Do this
Render all of the material below as a Markdown table with two columns, Line No. and Content. Give each nonblank line its own numbered row and leave out blank lines.

Task material
----------
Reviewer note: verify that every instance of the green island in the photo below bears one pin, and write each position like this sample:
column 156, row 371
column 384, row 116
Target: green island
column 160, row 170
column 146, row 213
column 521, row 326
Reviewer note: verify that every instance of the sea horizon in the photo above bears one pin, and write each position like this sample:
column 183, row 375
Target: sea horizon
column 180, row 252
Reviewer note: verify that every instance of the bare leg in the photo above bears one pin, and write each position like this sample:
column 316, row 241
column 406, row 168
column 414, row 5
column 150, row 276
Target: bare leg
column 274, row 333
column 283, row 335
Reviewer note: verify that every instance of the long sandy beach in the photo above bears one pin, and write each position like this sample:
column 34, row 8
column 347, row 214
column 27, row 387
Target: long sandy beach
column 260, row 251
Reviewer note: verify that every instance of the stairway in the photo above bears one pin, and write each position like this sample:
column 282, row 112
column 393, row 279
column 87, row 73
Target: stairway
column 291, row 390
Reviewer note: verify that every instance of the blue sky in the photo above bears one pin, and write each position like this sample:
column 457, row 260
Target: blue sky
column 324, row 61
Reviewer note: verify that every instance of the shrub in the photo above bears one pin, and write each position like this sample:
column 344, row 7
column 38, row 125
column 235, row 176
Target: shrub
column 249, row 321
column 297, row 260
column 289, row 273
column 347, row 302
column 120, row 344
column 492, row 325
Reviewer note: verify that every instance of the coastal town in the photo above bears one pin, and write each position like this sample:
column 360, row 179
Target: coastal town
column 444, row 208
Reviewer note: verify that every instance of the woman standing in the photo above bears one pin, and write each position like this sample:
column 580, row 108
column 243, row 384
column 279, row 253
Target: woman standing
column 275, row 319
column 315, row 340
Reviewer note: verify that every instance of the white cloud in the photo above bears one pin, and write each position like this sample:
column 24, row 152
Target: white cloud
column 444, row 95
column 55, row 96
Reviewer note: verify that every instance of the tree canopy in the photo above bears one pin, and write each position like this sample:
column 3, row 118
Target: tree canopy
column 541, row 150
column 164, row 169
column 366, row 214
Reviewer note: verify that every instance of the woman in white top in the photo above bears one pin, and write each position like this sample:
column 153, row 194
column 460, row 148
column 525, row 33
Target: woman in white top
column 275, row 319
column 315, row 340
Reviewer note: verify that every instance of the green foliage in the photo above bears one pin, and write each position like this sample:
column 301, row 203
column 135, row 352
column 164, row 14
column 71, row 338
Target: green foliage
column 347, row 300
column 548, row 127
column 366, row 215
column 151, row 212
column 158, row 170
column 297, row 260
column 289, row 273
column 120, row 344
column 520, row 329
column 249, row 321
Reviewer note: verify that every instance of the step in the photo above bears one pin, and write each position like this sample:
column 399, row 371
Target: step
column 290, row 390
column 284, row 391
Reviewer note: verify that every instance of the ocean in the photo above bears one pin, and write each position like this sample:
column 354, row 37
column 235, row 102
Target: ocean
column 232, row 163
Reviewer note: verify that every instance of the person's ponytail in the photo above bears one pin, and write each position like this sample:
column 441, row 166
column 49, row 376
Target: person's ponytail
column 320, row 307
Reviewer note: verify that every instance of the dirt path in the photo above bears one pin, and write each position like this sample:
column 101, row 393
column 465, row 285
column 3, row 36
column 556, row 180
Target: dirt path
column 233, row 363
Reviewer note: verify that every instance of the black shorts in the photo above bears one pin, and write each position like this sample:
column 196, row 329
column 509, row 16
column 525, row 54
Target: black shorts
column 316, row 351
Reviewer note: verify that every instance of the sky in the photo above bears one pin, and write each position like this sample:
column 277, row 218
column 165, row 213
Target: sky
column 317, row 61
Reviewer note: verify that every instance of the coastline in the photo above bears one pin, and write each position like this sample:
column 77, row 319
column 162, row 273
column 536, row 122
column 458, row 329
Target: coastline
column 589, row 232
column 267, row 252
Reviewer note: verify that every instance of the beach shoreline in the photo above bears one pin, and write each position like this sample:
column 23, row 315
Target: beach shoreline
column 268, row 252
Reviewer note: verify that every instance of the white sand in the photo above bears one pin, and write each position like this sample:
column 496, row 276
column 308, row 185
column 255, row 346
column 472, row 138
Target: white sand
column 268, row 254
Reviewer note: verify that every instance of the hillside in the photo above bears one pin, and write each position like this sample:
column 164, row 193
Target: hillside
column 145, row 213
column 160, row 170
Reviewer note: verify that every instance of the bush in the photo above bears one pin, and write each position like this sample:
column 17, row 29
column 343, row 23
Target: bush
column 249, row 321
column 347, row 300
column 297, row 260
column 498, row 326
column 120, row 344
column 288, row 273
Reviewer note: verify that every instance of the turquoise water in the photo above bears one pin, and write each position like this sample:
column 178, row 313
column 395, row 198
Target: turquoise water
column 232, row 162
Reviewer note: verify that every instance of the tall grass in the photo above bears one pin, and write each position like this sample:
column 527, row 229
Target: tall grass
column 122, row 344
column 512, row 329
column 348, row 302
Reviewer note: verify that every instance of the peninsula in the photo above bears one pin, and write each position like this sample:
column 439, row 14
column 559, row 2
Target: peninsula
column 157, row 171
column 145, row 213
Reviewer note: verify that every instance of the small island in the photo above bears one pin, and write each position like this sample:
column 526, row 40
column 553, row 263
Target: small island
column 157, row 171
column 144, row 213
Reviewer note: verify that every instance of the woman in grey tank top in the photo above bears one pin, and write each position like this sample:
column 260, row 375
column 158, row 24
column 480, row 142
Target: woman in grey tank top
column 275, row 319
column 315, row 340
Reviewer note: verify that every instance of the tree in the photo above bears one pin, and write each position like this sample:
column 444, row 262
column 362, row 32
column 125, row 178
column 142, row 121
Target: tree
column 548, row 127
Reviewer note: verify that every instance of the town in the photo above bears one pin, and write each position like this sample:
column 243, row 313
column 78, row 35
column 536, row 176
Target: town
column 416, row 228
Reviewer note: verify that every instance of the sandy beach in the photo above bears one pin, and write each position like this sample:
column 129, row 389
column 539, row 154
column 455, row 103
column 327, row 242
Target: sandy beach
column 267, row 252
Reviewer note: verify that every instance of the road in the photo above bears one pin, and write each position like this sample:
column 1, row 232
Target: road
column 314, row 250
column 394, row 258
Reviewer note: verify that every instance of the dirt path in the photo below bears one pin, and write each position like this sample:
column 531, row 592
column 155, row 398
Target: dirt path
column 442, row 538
----------
Full answer
| Line No. | Content |
|---|---|
| 1 | Reviewer note: verify that every instance of the green island in the photo below bears one pin, and write each position like this sample: |
| 2 | column 156, row 371 |
| 3 | column 384, row 116 |
| 4 | Target: green island |
| 5 | column 160, row 170 |
| 6 | column 146, row 213 |
| 7 | column 521, row 326 |
| 8 | Reviewer note: verify that every instance of the sea horizon in the photo above bears one pin, and write each position like this sample: |
| 9 | column 183, row 375 |
| 10 | Target: sea horizon |
| 11 | column 180, row 252 |
| 12 | Reviewer note: verify that every instance of the bare leg in the photo above bears one pin, and write each position like this sample: |
| 13 | column 316, row 241 |
| 14 | column 406, row 168 |
| 15 | column 414, row 5 |
| 16 | column 150, row 276 |
| 17 | Target: bare leg |
| 18 | column 274, row 333 |
| 19 | column 283, row 335 |
| 20 | Reviewer note: verify that every instance of the long sandy beach in the photo above bears one pin, and write each position like this sample: |
| 21 | column 34, row 8 |
| 22 | column 347, row 214 |
| 23 | column 27, row 387 |
| 24 | Target: long sandy beach |
| 25 | column 260, row 251 |
| 26 | Reviewer note: verify that every instance of the stairway in the photo above bears one pin, and write each position like this sample: |
| 27 | column 282, row 112 |
| 28 | column 393, row 279 |
| 29 | column 87, row 73 |
| 30 | Target: stairway |
| 31 | column 291, row 390 |
| 32 | Reviewer note: verify that every instance of the blue sky in the photo above bears one pin, and write each position like this sample: |
| 33 | column 457, row 260 |
| 34 | Target: blue sky |
| 35 | column 324, row 61 |
| 36 | Reviewer note: verify that every instance of the shrub in the photo above bears one pin, and write each position like this sample: |
| 37 | column 344, row 7 |
| 38 | column 38, row 125 |
| 39 | column 235, row 176 |
| 40 | Target: shrub |
| 41 | column 249, row 321 |
| 42 | column 297, row 260 |
| 43 | column 289, row 273 |
| 44 | column 347, row 302 |
| 45 | column 120, row 344 |
| 46 | column 492, row 325 |
| 47 | Reviewer note: verify that every instance of the coastal town in the photo above bears one pin, and write each position like this sample: |
| 48 | column 360, row 179 |
| 49 | Target: coastal town |
| 50 | column 444, row 208 |
| 51 | Reviewer note: verify that every instance of the woman standing in the photo above bears one pin, and write each position like this sample: |
| 52 | column 580, row 108 |
| 53 | column 243, row 384 |
| 54 | column 279, row 253 |
| 55 | Target: woman standing |
| 56 | column 275, row 319 |
| 57 | column 315, row 340 |
| 58 | Reviewer note: verify that every instance of the white cloud in the photo above bears one pin, and write each position like this sample: |
| 59 | column 24, row 152 |
| 60 | Target: white cloud |
| 61 | column 444, row 95 |
| 62 | column 55, row 96 |
| 63 | Reviewer note: verify that every instance of the tree canopy in the photo above bears one pin, and write each position like this sample: |
| 64 | column 3, row 118 |
| 65 | Target: tree canopy |
| 66 | column 541, row 150 |
| 67 | column 164, row 169 |
| 68 | column 366, row 214 |
| 69 | Reviewer note: verify that every instance of the woman in white top in the photo above bears one pin, and write each position like this sample: |
| 70 | column 153, row 194 |
| 71 | column 460, row 148 |
| 72 | column 525, row 33 |
| 73 | Target: woman in white top |
| 74 | column 275, row 319 |
| 75 | column 315, row 340 |
| 76 | Reviewer note: verify that every instance of the green foliage in the photo above bears one pin, and write each position like this sample: |
| 77 | column 301, row 203 |
| 78 | column 135, row 352 |
| 79 | column 164, row 14 |
| 80 | column 71, row 338 |
| 81 | Target: green foliage |
| 82 | column 347, row 300 |
| 83 | column 548, row 127 |
| 84 | column 366, row 215 |
| 85 | column 151, row 212 |
| 86 | column 158, row 170 |
| 87 | column 297, row 260 |
| 88 | column 289, row 273 |
| 89 | column 120, row 344 |
| 90 | column 520, row 329 |
| 91 | column 249, row 321 |
| 92 | Reviewer note: verify that every instance of the step in the photo above bears one pin, and write each position like this sample: |
| 93 | column 399, row 371 |
| 94 | Target: step |
| 95 | column 290, row 390 |
| 96 | column 284, row 391 |
| 97 | Reviewer note: verify that every instance of the ocean in the photo above bears one pin, and write each position like this sample: |
| 98 | column 354, row 37 |
| 99 | column 235, row 102 |
| 100 | Target: ocean |
| 101 | column 232, row 163 |
| 102 | Reviewer note: verify that every instance of the person's ponytail in the photo above bears one pin, and write each position like this sample: |
| 103 | column 441, row 166 |
| 104 | column 49, row 376 |
| 105 | Target: person's ponytail |
| 106 | column 320, row 307 |
| 107 | Reviewer note: verify that every instance of the dirt path in the photo above bears one pin, and write each position like this sample: |
| 108 | column 101, row 393 |
| 109 | column 465, row 285 |
| 110 | column 3, row 36 |
| 111 | column 556, row 180 |
| 112 | Target: dirt path |
| 113 | column 233, row 363 |
| 114 | Reviewer note: verify that every instance of the black shorts in the photo above bears one pin, and write each position like this sample: |
| 115 | column 196, row 329 |
| 116 | column 509, row 16 |
| 117 | column 525, row 54 |
| 118 | Target: black shorts |
| 119 | column 316, row 351 |
| 120 | Reviewer note: verify that every instance of the sky in the photo above bears one pin, and write each position like this sample: |
| 121 | column 277, row 218 |
| 122 | column 165, row 213 |
| 123 | Target: sky |
| 124 | column 317, row 61 |
| 125 | Reviewer note: verify that every instance of the coastline in the photo above bears one pin, and write each position like this sample: |
| 126 | column 77, row 319 |
| 127 | column 162, row 273 |
| 128 | column 536, row 122 |
| 129 | column 458, row 329 |
| 130 | Target: coastline |
| 131 | column 589, row 232 |
| 132 | column 267, row 252 |
| 133 | Reviewer note: verify that every instance of the beach shoreline in the photo above bears one pin, and write each position like this sample: |
| 134 | column 23, row 315 |
| 135 | Target: beach shoreline |
| 136 | column 268, row 252 |
| 137 | Reviewer note: verify that every instance of the white sand in the photo above bears one pin, and write each position like this sample: |
| 138 | column 496, row 276 |
| 139 | column 308, row 185 |
| 140 | column 255, row 346 |
| 141 | column 472, row 138 |
| 142 | Target: white sand |
| 143 | column 268, row 254 |
| 144 | Reviewer note: verify that every instance of the hillside in the photo above bears one pin, and write each position like this sample: |
| 145 | column 164, row 193 |
| 146 | Target: hillside |
| 147 | column 145, row 213 |
| 148 | column 160, row 170 |
| 149 | Reviewer note: verify that every instance of the bush in the photo above bears one pin, and write each position like this sample: |
| 150 | column 17, row 29 |
| 151 | column 343, row 23 |
| 152 | Target: bush |
| 153 | column 249, row 321 |
| 154 | column 347, row 300 |
| 155 | column 297, row 260 |
| 156 | column 498, row 326 |
| 157 | column 120, row 344 |
| 158 | column 288, row 273 |
| 159 | Reviewer note: verify that every instance of the turquoise water in the photo above bears one pin, and write each position like this sample: |
| 160 | column 178, row 313 |
| 161 | column 395, row 198 |
| 162 | Target: turquoise water |
| 163 | column 232, row 162 |
| 164 | Reviewer note: verify that every instance of the tall grass in the photo above bears one pin, and write each position like this sample: |
| 165 | column 527, row 229 |
| 166 | Target: tall grass |
| 167 | column 122, row 344 |
| 168 | column 512, row 329 |
| 169 | column 348, row 302 |
| 170 | Reviewer note: verify that every instance of the peninsula in the photo above bears one pin, and write each position like this sample: |
| 171 | column 439, row 14 |
| 172 | column 559, row 2 |
| 173 | Target: peninsula |
| 174 | column 157, row 171 |
| 175 | column 145, row 213 |
| 176 | Reviewer note: verify that every instance of the small island in the photo above bears one pin, and write each position like this sample: |
| 177 | column 526, row 40 |
| 178 | column 553, row 263 |
| 179 | Target: small island |
| 180 | column 157, row 171 |
| 181 | column 144, row 213 |
| 182 | Reviewer note: verify that every instance of the woman in grey tank top in the photo above bears one pin, and write each position like this sample: |
| 183 | column 260, row 375 |
| 184 | column 158, row 24 |
| 185 | column 480, row 142 |
| 186 | Target: woman in grey tank top |
| 187 | column 275, row 319 |
| 188 | column 315, row 340 |
| 189 | Reviewer note: verify that every instance of the tree in the photo above bears one pin, and write each position like this sample: |
| 190 | column 444, row 262 |
| 191 | column 362, row 32 |
| 192 | column 125, row 178 |
| 193 | column 142, row 121 |
| 194 | Target: tree |
| 195 | column 548, row 127 |
| 196 | Reviewer note: verify that every instance of the town in the photo above bears one pin, and write each position like this sample: |
| 197 | column 243, row 313 |
| 198 | column 78, row 35 |
| 199 | column 536, row 176 |
| 200 | Target: town |
| 201 | column 416, row 228 |
| 202 | Reviewer note: verify that every instance of the sandy beach in the photo above bears one pin, and write each position like this sample: |
| 203 | column 129, row 389 |
| 204 | column 539, row 154 |
| 205 | column 455, row 103 |
| 206 | column 327, row 242 |
| 207 | Target: sandy beach |
| 208 | column 267, row 252 |
| 209 | Reviewer note: verify that every instance of the road in the photo above bears one pin, and write each position like this sample: |
| 210 | column 1, row 232 |
| 211 | Target: road |
| 212 | column 314, row 250 |
| 213 | column 394, row 258 |
| 214 | Reviewer note: verify that every instance of the dirt path in the photo below bears one pin, and write each position like this sample: |
| 215 | column 531, row 592 |
| 216 | column 155, row 398 |
| 217 | Target: dirt path |
| 218 | column 442, row 538 |